◆ **TASK DETAILS**: From the line that includes "Query: side mirror" to the closing line of the data, please transcribe every line exactly and add nothing.

[Collected data entries]
★ ★ ★ ★ ★ ★ ★

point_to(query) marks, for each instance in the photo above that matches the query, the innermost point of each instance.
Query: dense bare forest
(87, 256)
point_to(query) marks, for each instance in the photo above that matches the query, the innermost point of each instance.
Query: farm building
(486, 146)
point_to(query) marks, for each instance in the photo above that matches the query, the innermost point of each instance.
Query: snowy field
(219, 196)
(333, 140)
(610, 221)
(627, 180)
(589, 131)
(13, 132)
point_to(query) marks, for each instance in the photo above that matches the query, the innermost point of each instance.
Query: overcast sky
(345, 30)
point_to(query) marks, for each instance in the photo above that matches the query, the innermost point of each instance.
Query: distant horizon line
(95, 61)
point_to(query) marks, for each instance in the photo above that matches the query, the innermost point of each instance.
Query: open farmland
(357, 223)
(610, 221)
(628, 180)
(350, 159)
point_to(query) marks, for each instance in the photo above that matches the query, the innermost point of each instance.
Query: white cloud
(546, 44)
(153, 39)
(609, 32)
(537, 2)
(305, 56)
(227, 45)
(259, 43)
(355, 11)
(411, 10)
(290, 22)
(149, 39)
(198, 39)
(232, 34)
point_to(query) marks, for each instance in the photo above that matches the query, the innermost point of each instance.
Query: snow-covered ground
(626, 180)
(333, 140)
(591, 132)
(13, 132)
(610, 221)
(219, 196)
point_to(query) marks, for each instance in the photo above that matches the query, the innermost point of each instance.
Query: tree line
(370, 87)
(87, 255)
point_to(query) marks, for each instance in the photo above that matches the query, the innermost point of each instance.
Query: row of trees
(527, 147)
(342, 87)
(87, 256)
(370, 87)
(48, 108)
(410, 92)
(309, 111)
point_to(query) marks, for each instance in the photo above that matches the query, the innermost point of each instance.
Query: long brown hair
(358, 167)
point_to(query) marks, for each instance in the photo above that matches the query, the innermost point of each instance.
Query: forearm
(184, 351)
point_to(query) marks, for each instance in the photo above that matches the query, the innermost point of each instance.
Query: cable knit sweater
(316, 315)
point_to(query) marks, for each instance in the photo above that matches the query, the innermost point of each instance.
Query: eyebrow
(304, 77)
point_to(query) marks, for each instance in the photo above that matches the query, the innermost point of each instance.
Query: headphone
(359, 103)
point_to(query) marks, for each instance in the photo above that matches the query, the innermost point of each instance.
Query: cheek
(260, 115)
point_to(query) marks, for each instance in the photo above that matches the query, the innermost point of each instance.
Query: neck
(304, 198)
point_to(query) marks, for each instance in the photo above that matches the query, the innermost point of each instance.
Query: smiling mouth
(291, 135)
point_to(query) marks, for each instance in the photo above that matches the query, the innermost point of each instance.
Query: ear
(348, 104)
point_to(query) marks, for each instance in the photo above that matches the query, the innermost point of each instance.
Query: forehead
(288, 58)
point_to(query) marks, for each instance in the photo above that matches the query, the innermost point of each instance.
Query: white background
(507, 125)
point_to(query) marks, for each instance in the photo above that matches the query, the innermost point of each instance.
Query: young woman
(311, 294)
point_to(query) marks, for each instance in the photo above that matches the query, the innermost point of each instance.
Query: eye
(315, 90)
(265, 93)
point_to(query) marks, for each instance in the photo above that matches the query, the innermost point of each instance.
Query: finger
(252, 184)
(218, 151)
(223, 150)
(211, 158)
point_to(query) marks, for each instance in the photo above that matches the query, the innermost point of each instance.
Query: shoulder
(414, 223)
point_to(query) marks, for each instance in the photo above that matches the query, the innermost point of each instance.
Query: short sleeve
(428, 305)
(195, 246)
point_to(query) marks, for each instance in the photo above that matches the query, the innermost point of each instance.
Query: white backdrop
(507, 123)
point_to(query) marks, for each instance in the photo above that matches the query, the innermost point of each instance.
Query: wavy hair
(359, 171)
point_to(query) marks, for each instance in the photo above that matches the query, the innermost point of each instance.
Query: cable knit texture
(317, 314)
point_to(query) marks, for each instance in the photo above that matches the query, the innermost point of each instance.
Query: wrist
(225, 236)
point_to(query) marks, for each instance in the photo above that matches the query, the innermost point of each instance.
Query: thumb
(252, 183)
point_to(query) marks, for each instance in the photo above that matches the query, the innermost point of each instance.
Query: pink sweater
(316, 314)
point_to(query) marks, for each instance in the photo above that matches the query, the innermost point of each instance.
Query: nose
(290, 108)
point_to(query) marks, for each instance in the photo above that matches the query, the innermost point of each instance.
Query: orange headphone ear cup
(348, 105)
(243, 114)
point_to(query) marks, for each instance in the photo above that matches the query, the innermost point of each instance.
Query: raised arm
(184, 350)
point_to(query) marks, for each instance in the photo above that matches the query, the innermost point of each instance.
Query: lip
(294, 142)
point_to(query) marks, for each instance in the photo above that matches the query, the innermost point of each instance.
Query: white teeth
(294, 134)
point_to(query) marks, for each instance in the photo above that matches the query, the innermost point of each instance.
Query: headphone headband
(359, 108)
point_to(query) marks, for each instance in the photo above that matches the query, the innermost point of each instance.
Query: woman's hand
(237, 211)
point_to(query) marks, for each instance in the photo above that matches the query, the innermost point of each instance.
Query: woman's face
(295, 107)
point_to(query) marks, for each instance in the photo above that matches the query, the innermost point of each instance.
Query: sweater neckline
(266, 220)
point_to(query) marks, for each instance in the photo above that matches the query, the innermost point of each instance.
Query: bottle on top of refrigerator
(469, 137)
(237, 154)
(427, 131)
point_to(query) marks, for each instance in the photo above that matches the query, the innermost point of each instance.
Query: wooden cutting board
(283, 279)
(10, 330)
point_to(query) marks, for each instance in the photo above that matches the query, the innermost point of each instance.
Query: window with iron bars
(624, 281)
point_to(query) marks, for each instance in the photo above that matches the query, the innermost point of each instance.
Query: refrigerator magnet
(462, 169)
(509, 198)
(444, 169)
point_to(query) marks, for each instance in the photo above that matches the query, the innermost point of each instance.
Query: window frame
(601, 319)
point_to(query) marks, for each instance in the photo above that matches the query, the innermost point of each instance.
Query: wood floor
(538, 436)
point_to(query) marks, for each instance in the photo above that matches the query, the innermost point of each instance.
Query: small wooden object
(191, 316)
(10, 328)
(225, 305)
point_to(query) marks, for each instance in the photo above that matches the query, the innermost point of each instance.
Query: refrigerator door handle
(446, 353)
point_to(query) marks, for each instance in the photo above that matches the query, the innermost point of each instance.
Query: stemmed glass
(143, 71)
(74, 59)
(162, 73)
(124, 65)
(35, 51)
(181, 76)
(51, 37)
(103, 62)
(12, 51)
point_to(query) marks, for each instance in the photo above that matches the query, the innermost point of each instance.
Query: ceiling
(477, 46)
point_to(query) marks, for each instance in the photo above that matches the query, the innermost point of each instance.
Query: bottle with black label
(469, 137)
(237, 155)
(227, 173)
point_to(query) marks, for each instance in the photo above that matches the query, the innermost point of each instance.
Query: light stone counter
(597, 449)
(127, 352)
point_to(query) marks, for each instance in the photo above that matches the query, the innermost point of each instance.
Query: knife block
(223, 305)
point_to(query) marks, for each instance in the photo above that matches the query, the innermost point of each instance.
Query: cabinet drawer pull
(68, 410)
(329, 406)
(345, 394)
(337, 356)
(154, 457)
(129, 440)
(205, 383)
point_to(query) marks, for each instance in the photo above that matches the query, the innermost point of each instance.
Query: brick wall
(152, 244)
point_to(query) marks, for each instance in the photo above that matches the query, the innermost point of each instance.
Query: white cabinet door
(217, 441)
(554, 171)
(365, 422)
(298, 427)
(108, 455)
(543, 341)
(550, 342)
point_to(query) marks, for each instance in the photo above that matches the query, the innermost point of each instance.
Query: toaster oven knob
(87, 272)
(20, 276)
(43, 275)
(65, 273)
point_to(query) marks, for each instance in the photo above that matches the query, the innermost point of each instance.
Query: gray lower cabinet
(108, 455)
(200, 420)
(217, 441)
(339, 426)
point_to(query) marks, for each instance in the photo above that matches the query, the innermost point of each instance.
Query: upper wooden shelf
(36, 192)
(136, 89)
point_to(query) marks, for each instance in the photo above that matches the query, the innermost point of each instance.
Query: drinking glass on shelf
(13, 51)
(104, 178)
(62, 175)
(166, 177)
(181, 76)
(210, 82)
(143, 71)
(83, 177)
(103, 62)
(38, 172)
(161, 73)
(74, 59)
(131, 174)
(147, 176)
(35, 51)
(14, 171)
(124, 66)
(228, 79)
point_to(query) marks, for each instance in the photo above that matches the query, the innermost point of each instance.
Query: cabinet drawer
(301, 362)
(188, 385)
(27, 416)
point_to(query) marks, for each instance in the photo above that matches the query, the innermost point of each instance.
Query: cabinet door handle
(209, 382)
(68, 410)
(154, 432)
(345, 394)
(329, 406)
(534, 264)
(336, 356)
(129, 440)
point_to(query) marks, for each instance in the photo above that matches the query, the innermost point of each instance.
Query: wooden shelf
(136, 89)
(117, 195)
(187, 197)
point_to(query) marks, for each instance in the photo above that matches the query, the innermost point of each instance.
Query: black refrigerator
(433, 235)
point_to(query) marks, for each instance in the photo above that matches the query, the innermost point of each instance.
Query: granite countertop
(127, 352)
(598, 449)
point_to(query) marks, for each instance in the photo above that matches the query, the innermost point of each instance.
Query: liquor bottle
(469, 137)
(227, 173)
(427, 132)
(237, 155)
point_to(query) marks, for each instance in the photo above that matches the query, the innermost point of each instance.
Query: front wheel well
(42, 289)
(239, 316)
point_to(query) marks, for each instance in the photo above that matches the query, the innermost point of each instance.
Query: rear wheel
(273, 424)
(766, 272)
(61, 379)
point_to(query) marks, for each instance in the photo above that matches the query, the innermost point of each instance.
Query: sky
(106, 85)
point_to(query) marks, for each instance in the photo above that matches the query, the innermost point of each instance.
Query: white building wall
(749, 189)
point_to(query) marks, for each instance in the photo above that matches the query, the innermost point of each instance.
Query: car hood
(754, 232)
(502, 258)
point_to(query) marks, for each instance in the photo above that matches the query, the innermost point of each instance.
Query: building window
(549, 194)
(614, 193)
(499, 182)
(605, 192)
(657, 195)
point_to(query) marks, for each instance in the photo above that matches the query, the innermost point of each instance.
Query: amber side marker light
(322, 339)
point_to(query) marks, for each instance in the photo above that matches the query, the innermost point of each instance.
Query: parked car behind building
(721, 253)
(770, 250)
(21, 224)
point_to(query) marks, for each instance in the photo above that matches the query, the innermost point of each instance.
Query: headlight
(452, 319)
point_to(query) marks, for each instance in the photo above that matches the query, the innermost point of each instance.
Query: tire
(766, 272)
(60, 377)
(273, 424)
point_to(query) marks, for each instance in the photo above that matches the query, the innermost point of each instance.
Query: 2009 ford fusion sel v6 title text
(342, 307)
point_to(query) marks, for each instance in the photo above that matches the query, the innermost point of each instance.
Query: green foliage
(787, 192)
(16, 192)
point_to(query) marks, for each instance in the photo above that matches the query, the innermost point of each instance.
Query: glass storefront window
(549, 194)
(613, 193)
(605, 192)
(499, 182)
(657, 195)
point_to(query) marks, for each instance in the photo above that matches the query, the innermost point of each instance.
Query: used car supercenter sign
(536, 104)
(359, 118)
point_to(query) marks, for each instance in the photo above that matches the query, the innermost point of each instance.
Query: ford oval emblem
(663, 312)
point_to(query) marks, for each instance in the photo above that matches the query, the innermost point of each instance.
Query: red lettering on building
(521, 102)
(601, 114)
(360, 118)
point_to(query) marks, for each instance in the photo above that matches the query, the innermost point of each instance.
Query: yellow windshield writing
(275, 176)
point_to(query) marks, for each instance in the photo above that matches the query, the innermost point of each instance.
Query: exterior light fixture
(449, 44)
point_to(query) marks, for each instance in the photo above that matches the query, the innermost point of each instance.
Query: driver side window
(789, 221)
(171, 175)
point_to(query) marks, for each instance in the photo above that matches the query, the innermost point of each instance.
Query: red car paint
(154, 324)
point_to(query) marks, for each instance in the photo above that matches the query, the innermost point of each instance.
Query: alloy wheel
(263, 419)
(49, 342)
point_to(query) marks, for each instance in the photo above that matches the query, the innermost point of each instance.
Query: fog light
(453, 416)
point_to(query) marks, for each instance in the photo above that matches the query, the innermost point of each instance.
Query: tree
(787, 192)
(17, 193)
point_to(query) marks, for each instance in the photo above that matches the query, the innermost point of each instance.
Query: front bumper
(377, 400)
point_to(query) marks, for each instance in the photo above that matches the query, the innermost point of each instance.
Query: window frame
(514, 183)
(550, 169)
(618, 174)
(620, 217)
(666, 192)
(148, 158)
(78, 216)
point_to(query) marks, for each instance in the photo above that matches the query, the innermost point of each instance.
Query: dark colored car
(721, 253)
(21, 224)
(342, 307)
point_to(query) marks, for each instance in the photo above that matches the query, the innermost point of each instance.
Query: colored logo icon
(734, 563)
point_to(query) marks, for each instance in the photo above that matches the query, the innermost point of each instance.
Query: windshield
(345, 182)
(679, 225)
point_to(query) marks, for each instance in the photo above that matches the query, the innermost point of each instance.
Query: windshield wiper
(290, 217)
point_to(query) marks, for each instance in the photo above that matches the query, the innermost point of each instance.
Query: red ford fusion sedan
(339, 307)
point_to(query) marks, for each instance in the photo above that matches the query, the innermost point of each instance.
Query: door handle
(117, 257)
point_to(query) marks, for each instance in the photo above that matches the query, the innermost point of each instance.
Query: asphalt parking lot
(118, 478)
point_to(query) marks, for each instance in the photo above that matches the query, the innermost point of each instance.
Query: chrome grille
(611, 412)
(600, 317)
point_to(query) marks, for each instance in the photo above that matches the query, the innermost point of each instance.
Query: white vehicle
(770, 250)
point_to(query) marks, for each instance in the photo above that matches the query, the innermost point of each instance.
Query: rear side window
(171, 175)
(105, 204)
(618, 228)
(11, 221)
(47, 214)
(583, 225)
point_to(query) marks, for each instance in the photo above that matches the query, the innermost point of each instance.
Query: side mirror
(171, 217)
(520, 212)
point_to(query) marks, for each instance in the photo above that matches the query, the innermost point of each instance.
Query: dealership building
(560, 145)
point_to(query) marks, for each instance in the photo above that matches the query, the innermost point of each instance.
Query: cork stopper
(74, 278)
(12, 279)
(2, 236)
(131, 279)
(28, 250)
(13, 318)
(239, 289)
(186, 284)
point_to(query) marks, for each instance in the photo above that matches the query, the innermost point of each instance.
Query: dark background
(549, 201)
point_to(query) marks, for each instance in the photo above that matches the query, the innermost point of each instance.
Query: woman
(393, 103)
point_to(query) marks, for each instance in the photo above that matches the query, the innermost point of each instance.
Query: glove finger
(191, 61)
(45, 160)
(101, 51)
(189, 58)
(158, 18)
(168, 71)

★ ★ ★ ★ ★ ★ ★

◆ **SOLUTION FOR THIS TASK**:
Query: side mirror
(171, 217)
(520, 212)
point_to(query) marks, for each instance in the photo above that matches the query, the innermost point of each instance.
Query: dealership building
(560, 145)
point_to(query) marks, for each instance in the photo above that matches the query, the innermost point of each instance.
Query: cork stopper
(74, 278)
(12, 279)
(2, 236)
(131, 279)
(28, 250)
(13, 318)
(239, 289)
(186, 284)
point_to(query) marks, for each instance in the photo above that matches the query, the innermost point of each instance.
Query: dark background
(549, 201)
point_to(query) marks, for each instance in the photo above that matches the query, the innermost point of each instance.
Query: woman
(393, 103)
point_to(query) marks, for each instance in the photo above that matches the query, the innermost point of each instance.
Query: glove finger
(191, 61)
(45, 160)
(101, 51)
(189, 58)
(158, 18)
(168, 71)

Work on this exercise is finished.